▸ УСЛОВИЕ ЗАДАЧИ
Перепишите отрывок, который начинается со строки, где есть «Where can you see the white baseboard», и заканчивается строкой, где есть «point(50, 353)». Замените в нём «white» на «gray», а всё остальное оставьте как есть.

---------- ИСХОДНЫЕ ДАННЫЕ ----------

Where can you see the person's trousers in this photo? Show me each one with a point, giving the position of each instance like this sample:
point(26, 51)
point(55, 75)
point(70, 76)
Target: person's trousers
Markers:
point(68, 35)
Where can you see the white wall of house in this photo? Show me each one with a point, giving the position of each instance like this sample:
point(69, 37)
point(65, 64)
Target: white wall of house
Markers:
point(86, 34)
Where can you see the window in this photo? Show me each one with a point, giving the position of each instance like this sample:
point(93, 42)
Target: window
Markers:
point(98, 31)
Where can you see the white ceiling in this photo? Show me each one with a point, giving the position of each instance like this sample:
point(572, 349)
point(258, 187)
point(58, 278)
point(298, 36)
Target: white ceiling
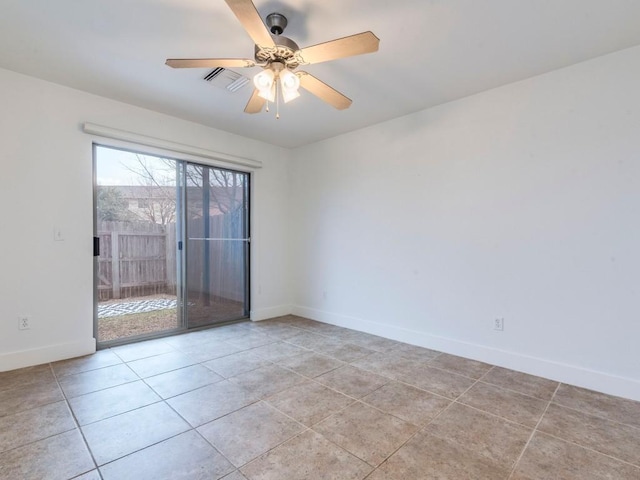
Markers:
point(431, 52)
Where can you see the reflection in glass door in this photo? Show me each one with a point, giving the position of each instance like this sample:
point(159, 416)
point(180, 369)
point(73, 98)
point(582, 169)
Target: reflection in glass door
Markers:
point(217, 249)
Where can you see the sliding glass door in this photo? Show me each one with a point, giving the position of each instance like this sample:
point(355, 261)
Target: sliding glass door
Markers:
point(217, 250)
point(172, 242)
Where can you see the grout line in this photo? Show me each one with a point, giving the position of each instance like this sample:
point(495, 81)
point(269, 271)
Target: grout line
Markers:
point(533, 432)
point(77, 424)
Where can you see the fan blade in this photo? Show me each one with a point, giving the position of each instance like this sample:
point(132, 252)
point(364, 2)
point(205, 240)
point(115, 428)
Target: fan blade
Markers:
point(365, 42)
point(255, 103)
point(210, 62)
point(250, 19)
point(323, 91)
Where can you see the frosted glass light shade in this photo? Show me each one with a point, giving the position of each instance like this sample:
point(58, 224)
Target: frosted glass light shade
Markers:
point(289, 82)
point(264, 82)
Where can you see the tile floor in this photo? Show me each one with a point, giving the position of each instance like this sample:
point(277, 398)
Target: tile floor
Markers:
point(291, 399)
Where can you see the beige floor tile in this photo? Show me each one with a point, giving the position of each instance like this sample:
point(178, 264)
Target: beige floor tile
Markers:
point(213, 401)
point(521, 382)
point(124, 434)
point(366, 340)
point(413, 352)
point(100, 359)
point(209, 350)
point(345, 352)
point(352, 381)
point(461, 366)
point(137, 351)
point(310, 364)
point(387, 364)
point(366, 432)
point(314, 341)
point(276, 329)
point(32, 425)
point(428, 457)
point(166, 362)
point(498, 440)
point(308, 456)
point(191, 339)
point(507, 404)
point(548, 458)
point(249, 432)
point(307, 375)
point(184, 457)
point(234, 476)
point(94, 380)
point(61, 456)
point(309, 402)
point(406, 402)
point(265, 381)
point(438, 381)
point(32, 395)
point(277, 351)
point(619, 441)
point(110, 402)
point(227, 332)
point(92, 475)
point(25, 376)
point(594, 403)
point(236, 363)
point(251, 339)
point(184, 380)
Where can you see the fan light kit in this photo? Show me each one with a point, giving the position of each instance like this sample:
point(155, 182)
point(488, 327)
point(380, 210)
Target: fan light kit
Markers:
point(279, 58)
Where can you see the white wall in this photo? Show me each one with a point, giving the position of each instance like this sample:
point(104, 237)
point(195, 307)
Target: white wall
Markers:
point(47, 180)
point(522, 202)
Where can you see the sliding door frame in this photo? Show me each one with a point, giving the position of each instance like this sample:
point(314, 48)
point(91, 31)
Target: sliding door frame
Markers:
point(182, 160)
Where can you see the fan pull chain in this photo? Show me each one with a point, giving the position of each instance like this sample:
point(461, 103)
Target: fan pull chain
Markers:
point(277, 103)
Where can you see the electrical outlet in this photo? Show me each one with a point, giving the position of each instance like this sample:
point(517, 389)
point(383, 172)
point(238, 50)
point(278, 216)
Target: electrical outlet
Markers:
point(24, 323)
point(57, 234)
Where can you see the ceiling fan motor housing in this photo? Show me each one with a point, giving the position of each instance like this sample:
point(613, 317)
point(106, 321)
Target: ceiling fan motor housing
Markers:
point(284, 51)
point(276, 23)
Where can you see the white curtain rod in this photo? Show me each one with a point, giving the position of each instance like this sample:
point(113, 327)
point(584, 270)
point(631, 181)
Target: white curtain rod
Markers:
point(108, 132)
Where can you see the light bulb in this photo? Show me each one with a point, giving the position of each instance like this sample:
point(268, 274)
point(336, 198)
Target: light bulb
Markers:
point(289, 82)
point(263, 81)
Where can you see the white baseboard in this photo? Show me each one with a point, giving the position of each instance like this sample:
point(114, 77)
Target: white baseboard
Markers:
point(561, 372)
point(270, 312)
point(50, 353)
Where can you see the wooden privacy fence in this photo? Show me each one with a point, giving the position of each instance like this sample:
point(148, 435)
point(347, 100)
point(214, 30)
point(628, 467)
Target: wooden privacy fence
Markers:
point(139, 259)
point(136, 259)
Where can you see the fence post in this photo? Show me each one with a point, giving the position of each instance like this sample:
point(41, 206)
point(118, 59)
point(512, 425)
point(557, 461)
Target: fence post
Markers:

----------

▸ ОТВЕТ
Where can you see the gray baseboard in this photo? Show me each one with a point, giving the position of each instance like this sample:
point(114, 77)
Target: gray baseboard
Markers:
point(561, 372)
point(270, 312)
point(50, 353)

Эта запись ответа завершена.